PROBLEM TO WORK ON » Pick out and copy each line in the data below that contains the word "white". Case counts.

________

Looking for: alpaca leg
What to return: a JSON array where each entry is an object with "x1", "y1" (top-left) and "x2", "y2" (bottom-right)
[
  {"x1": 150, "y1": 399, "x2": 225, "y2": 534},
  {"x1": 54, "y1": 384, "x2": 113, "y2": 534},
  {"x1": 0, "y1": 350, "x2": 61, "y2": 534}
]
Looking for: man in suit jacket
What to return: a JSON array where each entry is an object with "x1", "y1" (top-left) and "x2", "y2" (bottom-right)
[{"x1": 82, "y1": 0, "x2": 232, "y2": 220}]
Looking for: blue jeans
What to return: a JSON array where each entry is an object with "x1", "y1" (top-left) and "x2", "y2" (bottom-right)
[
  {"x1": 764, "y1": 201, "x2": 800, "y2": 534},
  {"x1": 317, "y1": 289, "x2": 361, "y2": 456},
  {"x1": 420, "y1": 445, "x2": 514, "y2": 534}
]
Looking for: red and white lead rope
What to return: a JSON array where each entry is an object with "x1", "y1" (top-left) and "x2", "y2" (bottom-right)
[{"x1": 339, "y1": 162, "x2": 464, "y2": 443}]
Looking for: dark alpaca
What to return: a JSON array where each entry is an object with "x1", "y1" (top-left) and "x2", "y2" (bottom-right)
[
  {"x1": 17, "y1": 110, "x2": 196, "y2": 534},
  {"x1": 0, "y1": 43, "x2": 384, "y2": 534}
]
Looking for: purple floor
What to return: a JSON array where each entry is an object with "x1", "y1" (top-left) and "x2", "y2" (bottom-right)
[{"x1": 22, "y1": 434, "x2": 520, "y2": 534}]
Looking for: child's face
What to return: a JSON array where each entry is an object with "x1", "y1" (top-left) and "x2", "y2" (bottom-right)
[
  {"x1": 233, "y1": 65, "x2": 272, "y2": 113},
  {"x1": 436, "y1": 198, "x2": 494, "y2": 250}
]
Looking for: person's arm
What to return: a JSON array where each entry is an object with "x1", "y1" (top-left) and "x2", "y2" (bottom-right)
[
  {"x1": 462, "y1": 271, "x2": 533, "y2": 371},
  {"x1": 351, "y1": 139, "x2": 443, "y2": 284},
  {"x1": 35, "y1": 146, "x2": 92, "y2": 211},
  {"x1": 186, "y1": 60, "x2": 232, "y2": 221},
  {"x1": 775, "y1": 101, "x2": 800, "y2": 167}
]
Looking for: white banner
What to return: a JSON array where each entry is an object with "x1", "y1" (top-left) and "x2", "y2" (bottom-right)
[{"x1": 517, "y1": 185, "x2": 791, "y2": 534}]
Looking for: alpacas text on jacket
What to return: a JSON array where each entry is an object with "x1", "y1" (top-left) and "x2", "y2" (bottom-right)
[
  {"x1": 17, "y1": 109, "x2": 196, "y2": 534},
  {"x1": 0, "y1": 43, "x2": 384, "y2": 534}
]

________

EXPECTED ANSWER »
Looking for: red and white lead rope
Looking for: white banner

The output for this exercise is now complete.